## Stated task
Write out the material below exactly, beginning at the line that contains "the black car" and ending with its last line, both ends included; write nothing else.

## Data for this exercise
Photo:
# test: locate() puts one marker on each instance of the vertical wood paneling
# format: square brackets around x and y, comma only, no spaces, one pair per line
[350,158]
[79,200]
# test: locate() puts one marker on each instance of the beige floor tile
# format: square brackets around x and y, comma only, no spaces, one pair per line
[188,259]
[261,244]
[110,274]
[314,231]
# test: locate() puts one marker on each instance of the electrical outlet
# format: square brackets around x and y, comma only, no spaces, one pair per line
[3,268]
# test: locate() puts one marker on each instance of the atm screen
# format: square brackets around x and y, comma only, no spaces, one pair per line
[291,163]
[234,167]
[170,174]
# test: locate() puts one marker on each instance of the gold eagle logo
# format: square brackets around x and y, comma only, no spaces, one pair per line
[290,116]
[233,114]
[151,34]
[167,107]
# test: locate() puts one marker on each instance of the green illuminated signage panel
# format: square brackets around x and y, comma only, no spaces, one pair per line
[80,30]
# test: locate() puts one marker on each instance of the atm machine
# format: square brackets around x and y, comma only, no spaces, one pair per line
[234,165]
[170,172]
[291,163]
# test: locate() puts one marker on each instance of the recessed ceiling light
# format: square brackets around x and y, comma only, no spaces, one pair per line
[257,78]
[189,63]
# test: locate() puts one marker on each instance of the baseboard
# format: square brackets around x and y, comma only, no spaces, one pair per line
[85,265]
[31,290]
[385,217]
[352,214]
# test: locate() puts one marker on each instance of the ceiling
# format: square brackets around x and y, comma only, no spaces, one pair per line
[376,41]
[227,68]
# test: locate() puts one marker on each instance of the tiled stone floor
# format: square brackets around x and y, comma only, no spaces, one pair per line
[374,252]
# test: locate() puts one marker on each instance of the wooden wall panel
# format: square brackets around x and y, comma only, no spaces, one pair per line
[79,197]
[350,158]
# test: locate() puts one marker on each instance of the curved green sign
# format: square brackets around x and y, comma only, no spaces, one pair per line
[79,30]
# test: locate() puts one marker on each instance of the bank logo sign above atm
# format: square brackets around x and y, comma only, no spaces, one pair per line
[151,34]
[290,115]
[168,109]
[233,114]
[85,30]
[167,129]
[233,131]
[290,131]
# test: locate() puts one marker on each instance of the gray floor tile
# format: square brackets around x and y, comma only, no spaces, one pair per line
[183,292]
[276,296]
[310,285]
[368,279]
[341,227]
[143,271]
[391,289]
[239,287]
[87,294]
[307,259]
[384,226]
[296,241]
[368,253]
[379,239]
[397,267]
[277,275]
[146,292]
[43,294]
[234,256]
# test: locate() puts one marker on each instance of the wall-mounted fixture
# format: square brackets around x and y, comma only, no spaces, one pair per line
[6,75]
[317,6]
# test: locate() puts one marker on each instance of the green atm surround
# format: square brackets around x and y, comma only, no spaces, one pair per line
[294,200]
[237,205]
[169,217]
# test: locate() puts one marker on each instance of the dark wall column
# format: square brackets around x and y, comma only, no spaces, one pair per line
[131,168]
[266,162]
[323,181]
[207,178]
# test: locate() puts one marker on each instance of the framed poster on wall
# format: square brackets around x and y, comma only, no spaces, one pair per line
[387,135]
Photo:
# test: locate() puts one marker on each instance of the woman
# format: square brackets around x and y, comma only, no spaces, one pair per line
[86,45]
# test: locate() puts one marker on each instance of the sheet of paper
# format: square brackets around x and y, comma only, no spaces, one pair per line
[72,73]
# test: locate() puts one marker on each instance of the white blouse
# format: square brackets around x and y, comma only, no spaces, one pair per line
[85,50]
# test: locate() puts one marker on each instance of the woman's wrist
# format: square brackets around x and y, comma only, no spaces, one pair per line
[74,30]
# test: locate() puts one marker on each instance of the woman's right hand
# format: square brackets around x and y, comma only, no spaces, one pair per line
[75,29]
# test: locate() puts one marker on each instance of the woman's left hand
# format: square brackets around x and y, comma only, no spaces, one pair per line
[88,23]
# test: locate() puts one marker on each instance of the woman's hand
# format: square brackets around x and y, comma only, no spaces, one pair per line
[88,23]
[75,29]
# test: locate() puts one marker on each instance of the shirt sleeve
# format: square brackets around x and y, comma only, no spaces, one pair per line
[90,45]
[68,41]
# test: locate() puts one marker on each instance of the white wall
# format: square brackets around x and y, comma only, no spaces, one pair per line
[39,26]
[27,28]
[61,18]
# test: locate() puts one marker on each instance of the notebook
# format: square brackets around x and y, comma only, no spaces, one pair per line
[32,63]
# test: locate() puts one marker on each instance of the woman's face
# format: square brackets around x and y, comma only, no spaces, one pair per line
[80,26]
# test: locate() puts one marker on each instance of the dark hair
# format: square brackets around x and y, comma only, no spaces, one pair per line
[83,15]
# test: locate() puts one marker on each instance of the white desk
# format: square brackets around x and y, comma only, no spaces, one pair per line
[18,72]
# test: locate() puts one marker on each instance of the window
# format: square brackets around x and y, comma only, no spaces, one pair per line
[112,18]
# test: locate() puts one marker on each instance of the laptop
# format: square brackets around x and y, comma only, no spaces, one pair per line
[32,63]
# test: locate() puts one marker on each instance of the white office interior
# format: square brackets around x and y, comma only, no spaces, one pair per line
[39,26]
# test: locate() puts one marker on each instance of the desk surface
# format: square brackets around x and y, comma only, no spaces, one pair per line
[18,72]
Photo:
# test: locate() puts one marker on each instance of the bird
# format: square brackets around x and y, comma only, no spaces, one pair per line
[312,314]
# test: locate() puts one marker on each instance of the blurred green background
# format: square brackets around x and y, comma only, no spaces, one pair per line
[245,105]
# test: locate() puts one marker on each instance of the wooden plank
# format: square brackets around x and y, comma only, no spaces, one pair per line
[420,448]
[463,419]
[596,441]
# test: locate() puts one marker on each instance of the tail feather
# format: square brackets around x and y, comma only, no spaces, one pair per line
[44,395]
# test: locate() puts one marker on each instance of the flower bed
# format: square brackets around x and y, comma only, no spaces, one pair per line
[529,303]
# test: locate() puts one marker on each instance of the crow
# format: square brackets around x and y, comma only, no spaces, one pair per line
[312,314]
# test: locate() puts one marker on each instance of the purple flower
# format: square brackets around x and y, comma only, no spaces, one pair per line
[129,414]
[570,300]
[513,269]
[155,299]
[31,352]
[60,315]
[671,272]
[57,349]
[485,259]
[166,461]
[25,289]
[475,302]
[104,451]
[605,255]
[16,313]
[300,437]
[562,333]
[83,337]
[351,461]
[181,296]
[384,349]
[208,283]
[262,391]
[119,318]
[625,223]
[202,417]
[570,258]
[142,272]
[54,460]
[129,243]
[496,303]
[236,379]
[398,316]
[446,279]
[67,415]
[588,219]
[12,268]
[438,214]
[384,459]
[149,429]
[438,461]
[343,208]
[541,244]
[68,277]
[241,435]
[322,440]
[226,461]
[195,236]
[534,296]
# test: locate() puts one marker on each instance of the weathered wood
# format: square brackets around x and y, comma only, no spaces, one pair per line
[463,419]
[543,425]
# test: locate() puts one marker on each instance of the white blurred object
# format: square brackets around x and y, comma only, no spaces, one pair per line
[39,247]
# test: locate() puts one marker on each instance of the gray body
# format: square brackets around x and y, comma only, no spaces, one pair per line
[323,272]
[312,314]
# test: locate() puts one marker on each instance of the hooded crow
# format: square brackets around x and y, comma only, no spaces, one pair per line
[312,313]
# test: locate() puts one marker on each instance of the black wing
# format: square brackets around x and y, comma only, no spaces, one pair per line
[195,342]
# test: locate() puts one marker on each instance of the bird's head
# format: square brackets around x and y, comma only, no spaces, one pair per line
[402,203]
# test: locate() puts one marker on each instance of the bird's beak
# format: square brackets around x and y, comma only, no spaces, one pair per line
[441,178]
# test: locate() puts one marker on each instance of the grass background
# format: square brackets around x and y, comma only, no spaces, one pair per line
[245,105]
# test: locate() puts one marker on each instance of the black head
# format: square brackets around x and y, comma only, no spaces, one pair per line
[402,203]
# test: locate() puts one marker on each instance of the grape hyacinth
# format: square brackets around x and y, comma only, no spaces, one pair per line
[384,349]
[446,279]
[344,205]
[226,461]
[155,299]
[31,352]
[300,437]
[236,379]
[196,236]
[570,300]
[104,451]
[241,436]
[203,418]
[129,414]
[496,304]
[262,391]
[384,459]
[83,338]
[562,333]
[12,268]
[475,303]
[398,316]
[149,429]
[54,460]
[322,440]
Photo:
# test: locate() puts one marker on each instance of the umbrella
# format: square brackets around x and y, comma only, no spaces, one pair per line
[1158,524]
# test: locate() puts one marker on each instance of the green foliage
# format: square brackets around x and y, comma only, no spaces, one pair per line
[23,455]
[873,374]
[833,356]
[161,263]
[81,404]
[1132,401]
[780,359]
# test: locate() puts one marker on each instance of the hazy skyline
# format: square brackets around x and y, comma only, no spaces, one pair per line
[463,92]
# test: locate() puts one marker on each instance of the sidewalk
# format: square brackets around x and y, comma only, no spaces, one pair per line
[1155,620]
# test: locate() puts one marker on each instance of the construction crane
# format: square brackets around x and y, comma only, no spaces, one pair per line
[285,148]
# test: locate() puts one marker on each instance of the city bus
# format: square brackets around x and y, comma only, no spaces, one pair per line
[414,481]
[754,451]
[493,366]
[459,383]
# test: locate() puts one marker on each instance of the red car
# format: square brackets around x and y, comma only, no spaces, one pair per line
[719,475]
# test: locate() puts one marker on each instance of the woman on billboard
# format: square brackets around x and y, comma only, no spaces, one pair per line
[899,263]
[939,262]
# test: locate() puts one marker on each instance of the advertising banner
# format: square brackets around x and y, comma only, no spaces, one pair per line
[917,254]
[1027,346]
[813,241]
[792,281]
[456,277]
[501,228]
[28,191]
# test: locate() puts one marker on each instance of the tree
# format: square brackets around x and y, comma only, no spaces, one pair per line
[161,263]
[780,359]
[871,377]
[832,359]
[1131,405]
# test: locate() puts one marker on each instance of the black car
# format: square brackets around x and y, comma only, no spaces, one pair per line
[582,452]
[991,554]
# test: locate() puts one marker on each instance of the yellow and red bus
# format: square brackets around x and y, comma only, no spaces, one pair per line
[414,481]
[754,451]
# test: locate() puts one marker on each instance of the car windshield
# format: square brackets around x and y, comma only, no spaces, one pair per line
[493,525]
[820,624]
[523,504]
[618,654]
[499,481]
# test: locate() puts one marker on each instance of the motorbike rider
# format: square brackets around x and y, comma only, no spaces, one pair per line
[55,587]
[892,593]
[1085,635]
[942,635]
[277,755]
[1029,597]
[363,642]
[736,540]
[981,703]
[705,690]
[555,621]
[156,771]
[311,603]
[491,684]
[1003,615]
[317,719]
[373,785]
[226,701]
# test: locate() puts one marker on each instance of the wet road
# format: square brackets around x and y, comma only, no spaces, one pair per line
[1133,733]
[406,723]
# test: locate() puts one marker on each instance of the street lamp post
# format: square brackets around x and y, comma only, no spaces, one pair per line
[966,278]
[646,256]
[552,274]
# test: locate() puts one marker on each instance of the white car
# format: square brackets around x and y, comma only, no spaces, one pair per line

## Result of this exercise
# test: locate() puts one marker on each instance of the black car
# format: square brackets around x and y, comma only, no spaces, one pair per line
[582,452]
[991,554]
# test: locate() puts one marker on each instance of the yellow and red bus
# format: square brackets around x and y, comma only, no spaces, one pair per line
[414,481]
[754,451]
# test: locate() puts one marker on each instance of the car windshield
# format: square brackets around x and y, comma only, no spaces, one pair per line
[493,525]
[820,624]
[523,504]
[618,654]
[499,481]
# test: locate() puts one marker on each instance of the motorbike rider
# format: square brackets around x and y, comma only, no spaces, one pair per line
[55,587]
[892,593]
[1085,635]
[942,635]
[277,755]
[1029,597]
[363,642]
[736,540]
[981,703]
[705,690]
[555,621]
[156,771]
[311,603]
[491,684]
[1003,615]
[317,719]
[373,785]
[226,701]
# test: locate() puts one marker on each instance of the wet road
# format: square brackets around x and y, comma only, no spaces, one pair per line
[1133,733]
[406,723]
# test: locate() puts one marker on each instance of the street lamp post
# format: square brackets around x and y, comma only, no spaces, one pair per line
[966,278]
[646,256]
[552,274]
# test: locate() puts one marker on each instance of the white car
# format: square brackets around x and y, comma only, no spaces, one pair per line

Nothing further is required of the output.